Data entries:

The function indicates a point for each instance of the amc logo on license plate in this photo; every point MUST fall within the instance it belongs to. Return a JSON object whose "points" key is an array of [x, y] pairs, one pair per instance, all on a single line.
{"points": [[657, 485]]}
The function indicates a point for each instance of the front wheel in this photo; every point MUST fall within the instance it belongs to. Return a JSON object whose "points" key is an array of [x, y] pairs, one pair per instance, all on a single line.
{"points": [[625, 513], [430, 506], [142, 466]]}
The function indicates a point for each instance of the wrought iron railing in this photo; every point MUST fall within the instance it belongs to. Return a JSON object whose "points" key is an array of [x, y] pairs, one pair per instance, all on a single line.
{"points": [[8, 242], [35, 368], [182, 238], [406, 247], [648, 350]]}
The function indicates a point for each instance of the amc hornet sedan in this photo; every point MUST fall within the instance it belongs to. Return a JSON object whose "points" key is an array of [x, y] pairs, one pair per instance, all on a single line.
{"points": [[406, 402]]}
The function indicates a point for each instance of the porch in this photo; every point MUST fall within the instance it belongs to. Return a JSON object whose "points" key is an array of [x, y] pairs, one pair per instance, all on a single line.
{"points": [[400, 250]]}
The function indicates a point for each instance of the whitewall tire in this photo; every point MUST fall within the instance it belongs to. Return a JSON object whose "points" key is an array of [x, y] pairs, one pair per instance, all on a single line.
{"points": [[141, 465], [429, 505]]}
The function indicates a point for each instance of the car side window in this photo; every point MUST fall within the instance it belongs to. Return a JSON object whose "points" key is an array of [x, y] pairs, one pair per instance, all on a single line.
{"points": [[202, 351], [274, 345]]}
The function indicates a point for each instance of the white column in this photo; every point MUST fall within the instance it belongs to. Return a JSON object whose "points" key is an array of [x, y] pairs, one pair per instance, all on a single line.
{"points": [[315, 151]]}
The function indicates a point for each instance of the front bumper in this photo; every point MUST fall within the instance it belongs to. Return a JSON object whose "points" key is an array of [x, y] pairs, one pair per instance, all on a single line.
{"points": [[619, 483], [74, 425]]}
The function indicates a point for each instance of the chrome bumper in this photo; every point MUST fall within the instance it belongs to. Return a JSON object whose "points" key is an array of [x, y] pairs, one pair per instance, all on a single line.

_DIRECTIONS FOR THIS TASK_
Each record must be reproduced exactly, with nothing missing.

_RESPONSE_
The function indicates a point for each instance of the amc logo on license plate in this photo; every point MUST fall within the instance it belongs to. Return a JSON object whose "points" key is an array of [x, y] pairs, one pair per instance, all on a single line.
{"points": [[657, 485]]}
The function indicates a point for each instance of the front wheel in this photo; every point MUST fall within the instance it belongs to. Return a JSON object whose "points" key is an array of [x, y] pairs, one pair per instance, all on a single line.
{"points": [[625, 513], [430, 506], [142, 466]]}
The function indicates a point for each instance of the wrought iron railing in this photo; every point MUST fall within the instance it belongs to. Return a JSON object whose "points" key is an array of [x, y] pairs, one pair per instance, all on a single line.
{"points": [[8, 242], [35, 368], [182, 238], [406, 247], [648, 350]]}
The function indicates a point for each instance of the amc hornet sedan in this photo; every point MUST fall within the instance it belongs to. Return a JSON object whose "points" key is an array of [x, y] pairs, one pair per instance, all on a single line.
{"points": [[406, 402]]}
The function indicates a point for each instance of the porch in this photo; every point MUST fall within the instance it belongs to. Return a JSON object whose "points" key is an array of [x, y] pairs, one pair per instance, all on a single line.
{"points": [[400, 250]]}
The function indicates a point for each instance of the whitewall tire in this photo; every point MUST fall within the instance it belongs to. Return a JSON object whose "points" key is an array of [x, y] pairs, one pair per instance, all on a single line.
{"points": [[141, 465], [429, 505]]}
The function indicates a point for each instance of the car side window in this photo; every point MUST fall within the instance it belongs to. Return a JSON object whose "points" key is an array of [x, y] pairs, one pair per instance, all on a single line.
{"points": [[202, 351], [274, 345]]}
The function indicates a point for each instance of the white column in this photo; every point MUST fall within the instance it belongs to. Return a JSON object whose "points" key is an array of [x, y] pairs, one pair per instance, all on a single line.
{"points": [[315, 151]]}
The function indicates a point for each instance of the front bumper in this photo; every point MUST fall within the instance it belongs to. Return a JSON object whose "points" key is an array of [x, y] pairs, one pair per instance, all on a single line.
{"points": [[619, 483], [74, 425]]}
The function indicates a point for each instance of the chrome bumper in this photo; every point MUST fall within the instance it belongs to. Return a JSON object whose "points" key is an array of [x, y] pairs, one pair per instance, all on a single line.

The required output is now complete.